**Exercise requirements**
From the records below, pull out every line that contains the word "shirt". Case counts.

## START

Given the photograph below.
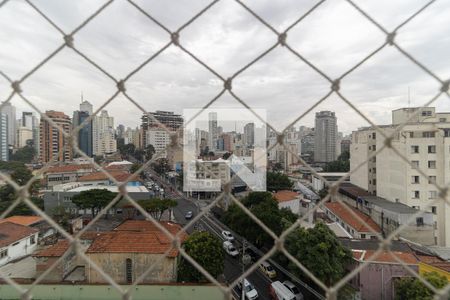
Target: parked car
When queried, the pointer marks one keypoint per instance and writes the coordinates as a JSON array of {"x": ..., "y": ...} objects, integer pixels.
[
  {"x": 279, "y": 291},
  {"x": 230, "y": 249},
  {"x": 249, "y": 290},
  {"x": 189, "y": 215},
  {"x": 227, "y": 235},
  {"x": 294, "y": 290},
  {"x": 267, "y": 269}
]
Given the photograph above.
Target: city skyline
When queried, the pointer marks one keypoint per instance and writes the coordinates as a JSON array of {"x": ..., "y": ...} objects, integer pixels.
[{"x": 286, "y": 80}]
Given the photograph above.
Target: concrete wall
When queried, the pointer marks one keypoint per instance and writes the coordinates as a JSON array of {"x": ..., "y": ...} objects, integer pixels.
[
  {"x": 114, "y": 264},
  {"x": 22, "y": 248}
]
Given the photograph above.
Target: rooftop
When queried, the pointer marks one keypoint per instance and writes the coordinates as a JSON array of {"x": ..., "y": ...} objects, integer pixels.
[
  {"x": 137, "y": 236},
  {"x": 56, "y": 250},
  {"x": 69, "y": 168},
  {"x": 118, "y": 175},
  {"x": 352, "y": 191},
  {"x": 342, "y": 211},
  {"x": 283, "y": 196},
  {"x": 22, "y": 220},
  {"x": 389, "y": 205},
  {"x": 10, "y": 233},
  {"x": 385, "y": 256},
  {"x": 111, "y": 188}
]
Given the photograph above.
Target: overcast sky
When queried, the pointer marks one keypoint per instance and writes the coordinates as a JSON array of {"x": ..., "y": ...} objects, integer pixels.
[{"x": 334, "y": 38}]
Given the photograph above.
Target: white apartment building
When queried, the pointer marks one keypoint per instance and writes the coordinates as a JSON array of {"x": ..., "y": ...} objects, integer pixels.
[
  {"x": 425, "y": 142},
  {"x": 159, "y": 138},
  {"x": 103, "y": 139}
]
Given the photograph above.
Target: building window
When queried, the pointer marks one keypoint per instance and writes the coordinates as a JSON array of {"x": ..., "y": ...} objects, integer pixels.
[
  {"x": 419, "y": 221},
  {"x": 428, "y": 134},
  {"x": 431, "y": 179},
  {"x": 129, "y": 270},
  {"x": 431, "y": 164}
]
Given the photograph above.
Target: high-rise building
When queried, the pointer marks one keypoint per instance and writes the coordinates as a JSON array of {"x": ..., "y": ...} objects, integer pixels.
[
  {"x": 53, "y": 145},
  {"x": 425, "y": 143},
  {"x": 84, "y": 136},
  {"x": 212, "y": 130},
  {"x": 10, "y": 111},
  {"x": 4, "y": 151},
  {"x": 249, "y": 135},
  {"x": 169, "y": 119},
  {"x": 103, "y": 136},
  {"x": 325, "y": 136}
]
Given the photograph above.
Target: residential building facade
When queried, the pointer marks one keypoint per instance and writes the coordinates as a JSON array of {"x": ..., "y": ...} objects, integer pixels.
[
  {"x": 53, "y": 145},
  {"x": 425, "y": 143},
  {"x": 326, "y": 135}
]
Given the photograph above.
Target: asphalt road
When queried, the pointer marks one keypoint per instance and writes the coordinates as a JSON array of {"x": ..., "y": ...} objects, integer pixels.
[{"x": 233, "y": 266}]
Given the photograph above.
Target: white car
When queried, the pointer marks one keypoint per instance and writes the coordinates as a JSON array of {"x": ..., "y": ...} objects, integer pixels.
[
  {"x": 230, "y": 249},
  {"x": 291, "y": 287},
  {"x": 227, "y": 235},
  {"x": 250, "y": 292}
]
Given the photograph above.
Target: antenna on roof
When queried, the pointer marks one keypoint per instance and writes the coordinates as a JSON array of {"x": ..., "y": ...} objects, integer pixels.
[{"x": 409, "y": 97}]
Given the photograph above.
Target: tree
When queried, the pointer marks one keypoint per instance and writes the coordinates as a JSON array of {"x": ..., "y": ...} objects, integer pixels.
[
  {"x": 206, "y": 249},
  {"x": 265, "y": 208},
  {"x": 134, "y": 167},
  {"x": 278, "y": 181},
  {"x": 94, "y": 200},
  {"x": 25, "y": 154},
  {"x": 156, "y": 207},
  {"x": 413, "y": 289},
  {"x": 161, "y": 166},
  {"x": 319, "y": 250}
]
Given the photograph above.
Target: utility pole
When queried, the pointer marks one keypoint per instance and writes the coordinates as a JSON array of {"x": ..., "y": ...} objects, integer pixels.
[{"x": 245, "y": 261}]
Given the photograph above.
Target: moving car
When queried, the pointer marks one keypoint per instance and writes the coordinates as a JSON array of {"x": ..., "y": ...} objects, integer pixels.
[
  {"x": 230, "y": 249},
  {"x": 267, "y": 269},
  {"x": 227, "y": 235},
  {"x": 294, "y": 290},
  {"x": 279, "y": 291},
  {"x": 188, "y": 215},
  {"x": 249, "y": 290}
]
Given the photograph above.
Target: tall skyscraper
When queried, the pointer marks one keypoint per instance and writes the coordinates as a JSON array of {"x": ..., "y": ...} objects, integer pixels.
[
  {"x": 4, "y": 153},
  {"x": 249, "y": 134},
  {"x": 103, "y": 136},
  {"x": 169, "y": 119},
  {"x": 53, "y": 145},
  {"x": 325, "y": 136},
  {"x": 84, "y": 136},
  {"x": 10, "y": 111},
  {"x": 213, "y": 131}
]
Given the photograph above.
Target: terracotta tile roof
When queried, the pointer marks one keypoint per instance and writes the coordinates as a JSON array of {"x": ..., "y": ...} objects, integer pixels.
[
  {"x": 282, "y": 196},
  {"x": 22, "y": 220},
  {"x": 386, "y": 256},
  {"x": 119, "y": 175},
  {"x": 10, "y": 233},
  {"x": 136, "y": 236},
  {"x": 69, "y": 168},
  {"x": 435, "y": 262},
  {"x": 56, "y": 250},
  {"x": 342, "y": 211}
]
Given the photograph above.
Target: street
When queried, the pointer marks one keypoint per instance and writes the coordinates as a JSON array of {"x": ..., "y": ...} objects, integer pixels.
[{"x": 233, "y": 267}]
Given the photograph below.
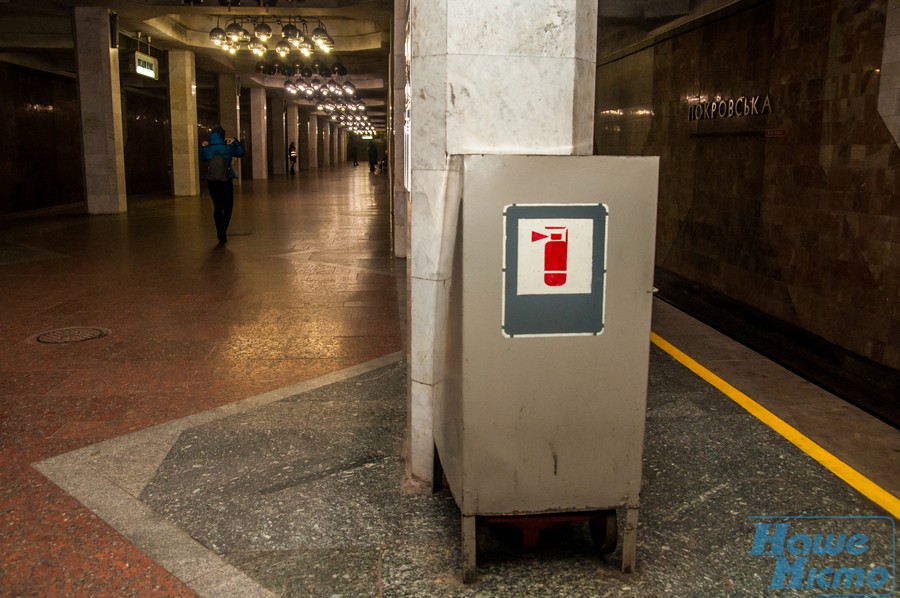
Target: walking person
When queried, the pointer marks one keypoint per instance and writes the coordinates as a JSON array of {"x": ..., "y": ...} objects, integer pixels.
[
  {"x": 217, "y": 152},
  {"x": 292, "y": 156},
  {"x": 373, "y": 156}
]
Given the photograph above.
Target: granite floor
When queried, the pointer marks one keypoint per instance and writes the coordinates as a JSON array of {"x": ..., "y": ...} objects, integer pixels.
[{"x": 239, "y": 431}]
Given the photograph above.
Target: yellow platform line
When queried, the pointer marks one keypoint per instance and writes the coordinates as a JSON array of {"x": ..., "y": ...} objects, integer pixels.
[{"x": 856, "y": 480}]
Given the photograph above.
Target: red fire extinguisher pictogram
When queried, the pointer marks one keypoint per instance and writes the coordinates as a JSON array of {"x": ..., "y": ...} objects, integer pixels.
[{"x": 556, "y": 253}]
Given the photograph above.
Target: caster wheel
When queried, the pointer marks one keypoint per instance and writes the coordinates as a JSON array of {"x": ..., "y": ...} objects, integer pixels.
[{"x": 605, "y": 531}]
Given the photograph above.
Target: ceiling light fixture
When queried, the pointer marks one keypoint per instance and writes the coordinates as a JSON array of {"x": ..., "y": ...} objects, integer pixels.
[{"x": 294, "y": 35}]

## END
## START

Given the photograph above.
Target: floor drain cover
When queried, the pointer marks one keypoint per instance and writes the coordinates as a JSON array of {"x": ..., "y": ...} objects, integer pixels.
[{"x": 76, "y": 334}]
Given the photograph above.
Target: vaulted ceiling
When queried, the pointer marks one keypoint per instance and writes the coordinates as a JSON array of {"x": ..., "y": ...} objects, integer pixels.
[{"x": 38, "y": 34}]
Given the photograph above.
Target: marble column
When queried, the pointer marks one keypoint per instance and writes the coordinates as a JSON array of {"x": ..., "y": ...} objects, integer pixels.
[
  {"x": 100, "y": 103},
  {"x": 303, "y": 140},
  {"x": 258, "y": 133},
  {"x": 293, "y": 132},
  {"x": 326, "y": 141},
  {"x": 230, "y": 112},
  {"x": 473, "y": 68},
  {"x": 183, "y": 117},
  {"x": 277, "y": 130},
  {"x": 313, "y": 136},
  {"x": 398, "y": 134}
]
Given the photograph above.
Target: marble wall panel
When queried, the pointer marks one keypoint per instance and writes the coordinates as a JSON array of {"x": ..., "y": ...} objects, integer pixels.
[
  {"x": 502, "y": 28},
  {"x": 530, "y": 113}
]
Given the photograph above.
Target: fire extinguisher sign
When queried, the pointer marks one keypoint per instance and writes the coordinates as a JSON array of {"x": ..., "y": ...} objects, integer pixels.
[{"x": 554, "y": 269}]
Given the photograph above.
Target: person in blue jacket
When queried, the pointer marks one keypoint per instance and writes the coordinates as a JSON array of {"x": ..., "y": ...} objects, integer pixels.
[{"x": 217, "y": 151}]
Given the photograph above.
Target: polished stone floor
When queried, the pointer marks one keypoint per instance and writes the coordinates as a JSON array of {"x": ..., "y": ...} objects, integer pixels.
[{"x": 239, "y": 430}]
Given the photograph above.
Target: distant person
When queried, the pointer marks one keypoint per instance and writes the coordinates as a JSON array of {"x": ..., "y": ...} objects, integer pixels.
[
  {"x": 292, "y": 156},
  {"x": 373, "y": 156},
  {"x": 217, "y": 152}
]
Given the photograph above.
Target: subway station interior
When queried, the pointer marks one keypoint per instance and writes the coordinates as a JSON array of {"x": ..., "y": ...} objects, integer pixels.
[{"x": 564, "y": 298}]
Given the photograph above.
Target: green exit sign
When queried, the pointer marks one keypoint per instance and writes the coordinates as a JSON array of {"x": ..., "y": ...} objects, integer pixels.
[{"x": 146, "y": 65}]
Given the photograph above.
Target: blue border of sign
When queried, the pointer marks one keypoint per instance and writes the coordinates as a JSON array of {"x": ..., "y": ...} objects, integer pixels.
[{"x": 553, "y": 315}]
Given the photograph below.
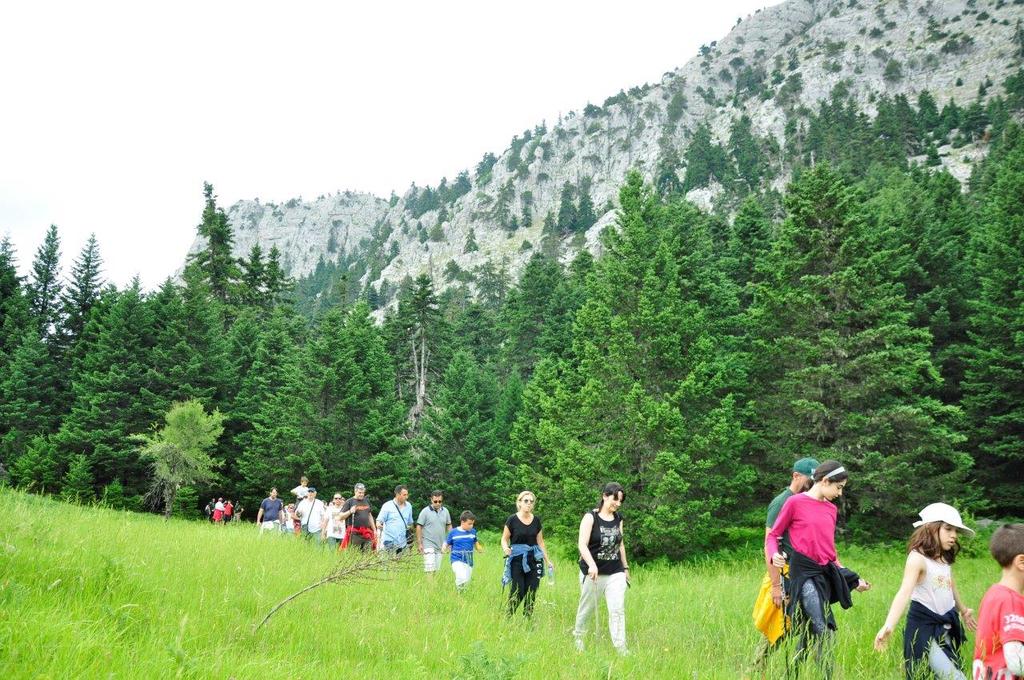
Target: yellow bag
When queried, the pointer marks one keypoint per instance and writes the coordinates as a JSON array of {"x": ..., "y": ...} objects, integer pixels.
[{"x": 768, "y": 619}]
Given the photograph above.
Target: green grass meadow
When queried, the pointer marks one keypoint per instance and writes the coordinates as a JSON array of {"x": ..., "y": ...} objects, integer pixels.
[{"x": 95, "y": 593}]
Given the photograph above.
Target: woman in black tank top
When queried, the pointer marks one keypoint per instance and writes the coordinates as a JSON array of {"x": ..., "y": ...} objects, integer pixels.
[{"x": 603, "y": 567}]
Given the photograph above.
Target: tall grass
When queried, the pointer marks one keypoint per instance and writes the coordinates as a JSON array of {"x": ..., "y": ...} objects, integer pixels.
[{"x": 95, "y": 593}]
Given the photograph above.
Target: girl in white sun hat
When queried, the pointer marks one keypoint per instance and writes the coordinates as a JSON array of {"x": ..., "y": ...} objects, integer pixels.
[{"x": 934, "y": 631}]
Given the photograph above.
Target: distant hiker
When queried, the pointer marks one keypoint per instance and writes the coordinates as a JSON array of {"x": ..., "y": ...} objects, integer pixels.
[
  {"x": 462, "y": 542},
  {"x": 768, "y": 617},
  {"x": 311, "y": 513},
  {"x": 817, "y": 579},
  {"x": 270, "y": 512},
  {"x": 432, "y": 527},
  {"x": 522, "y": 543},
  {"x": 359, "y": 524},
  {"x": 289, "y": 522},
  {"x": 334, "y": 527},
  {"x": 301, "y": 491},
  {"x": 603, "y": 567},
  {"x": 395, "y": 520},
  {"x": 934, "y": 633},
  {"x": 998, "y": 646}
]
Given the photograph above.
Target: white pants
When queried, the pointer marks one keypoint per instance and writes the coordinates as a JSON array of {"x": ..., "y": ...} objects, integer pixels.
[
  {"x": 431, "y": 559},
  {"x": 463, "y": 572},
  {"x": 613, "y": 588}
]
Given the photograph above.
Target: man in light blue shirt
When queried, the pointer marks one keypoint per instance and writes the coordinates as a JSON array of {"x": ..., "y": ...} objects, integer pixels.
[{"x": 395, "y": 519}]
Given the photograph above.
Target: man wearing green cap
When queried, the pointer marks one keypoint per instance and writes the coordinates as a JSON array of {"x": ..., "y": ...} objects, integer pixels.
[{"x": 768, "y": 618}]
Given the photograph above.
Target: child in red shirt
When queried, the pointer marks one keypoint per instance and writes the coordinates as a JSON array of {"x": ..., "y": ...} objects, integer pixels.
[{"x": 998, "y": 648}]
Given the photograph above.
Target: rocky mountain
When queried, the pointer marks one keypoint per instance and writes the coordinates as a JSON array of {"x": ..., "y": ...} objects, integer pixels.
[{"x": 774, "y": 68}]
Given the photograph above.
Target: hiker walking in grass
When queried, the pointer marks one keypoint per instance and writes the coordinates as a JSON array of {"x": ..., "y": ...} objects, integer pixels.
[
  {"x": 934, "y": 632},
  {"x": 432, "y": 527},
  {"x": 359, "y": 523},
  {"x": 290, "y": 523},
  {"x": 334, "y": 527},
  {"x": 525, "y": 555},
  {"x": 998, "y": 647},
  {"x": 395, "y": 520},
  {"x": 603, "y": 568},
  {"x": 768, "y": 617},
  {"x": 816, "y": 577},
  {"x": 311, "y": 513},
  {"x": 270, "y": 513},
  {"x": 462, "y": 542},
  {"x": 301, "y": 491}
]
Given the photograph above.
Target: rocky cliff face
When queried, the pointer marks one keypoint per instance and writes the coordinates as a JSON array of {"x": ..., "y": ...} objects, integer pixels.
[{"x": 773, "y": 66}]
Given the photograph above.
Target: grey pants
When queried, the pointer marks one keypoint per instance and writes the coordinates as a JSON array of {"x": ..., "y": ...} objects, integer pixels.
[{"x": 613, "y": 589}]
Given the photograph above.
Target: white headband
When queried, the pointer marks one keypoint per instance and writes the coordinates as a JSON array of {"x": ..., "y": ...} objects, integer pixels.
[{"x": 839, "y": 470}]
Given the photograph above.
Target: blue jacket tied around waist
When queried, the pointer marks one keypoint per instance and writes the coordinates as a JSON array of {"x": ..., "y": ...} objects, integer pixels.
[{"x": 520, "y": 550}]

## END
## START

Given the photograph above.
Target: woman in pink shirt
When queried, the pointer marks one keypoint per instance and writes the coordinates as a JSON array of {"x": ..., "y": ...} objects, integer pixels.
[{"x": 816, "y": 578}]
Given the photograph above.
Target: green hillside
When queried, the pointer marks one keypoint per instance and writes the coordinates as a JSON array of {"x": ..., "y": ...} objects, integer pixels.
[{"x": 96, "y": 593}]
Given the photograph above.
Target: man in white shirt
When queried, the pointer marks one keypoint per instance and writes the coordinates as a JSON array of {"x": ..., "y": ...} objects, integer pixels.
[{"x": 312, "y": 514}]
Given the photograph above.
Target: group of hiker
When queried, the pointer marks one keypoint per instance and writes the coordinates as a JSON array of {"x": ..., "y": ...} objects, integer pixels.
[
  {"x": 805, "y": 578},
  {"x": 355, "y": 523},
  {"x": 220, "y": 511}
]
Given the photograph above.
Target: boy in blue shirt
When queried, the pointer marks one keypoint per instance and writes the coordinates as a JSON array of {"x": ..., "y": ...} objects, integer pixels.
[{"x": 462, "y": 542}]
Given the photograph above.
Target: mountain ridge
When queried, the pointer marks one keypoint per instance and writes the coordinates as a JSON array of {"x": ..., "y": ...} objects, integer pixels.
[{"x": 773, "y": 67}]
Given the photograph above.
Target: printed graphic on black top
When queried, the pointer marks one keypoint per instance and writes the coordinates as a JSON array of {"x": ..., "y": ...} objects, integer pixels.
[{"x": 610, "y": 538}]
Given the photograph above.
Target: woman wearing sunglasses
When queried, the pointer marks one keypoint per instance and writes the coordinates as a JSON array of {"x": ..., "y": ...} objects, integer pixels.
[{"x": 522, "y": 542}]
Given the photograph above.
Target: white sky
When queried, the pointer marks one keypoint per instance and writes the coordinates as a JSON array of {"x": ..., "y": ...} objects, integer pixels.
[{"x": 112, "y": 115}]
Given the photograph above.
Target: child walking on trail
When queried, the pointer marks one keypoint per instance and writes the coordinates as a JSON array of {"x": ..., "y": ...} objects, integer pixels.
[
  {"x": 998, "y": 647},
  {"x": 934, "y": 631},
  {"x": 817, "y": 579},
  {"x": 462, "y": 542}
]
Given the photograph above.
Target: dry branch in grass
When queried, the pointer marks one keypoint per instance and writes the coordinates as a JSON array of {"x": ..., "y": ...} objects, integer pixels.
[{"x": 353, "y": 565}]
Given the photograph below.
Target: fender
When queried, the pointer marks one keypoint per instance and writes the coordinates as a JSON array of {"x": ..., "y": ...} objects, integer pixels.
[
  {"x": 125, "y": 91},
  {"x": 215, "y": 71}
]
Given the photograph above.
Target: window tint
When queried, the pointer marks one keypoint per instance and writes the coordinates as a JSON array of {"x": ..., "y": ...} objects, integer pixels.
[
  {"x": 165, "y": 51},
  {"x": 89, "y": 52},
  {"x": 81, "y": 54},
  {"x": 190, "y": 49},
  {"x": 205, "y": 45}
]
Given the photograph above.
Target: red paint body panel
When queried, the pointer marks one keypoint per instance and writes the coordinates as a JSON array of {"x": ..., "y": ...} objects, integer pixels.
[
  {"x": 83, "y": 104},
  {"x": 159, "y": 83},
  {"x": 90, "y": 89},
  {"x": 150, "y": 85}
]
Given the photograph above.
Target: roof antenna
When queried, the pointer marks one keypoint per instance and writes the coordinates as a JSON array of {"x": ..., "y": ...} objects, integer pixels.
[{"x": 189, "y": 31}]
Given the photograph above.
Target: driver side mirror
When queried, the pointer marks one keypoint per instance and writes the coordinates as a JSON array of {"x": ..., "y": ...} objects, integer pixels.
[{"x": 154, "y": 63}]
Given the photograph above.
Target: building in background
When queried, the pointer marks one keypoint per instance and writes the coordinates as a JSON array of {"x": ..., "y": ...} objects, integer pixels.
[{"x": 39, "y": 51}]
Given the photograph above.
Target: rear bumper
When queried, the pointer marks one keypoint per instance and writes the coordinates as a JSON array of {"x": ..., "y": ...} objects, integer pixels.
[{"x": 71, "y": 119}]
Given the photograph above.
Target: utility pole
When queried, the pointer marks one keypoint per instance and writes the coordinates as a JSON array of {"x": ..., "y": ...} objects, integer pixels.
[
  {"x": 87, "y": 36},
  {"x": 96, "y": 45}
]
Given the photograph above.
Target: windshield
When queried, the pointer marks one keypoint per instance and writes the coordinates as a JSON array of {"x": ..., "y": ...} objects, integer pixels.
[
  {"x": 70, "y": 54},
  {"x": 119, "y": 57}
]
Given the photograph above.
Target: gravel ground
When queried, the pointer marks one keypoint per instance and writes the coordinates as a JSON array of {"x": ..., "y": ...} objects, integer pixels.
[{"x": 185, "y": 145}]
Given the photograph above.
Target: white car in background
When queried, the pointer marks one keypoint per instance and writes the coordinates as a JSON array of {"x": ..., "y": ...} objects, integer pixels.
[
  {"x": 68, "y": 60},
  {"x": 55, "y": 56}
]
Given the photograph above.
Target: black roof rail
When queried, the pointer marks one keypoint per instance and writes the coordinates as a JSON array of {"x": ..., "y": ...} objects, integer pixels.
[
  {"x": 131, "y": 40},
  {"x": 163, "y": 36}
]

## END

**The output**
Target: man in light blue shirt
Target: child in red shirt
Target: woman in pink shirt
Target: man in white shirt
Target: boy in blue shirt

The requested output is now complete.